## What is being asked
Render everything from the line containing "Pick out the id" down to the end of the records below as a JSON list of strings, one string per line, with blank lines omitted.

## Given entries

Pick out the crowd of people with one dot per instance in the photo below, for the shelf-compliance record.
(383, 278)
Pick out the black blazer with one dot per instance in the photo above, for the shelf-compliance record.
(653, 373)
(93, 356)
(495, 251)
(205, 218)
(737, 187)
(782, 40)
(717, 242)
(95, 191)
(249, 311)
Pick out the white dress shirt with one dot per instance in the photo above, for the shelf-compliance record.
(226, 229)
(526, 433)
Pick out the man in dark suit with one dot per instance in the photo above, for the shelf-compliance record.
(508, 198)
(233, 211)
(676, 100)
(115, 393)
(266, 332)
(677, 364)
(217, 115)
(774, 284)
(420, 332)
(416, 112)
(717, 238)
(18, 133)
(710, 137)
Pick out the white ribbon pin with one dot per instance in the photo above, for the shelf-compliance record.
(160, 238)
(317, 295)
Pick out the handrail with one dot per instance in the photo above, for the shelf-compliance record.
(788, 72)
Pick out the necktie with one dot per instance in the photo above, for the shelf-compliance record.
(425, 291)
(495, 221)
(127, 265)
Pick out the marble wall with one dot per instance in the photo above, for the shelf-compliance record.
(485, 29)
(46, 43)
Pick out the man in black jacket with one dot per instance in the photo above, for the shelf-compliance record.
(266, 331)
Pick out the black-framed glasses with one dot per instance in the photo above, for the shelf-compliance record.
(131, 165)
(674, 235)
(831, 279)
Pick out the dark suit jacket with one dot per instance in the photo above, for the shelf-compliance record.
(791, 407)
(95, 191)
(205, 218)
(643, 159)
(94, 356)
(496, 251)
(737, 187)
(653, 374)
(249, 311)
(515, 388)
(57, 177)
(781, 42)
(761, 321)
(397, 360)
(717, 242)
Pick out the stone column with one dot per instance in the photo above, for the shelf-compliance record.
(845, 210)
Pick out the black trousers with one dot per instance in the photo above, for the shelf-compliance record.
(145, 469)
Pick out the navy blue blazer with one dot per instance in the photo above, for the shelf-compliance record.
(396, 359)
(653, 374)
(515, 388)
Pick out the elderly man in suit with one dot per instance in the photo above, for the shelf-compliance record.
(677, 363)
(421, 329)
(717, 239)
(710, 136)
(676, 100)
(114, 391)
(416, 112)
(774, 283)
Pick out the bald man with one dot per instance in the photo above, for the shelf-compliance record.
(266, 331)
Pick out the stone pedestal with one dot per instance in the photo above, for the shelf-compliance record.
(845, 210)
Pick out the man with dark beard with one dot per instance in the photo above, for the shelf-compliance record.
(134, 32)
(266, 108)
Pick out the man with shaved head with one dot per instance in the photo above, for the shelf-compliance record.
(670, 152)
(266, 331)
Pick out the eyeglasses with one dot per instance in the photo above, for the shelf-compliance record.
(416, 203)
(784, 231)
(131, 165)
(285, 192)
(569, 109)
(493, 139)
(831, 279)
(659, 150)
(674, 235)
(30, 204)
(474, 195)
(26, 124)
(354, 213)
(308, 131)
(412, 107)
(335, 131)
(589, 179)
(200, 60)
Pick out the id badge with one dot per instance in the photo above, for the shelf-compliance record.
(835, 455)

## Complete output
[
  "Pick out the id badge with one dot per instance in the photo above, for the shelf-compliance record.",
  "(835, 455)"
]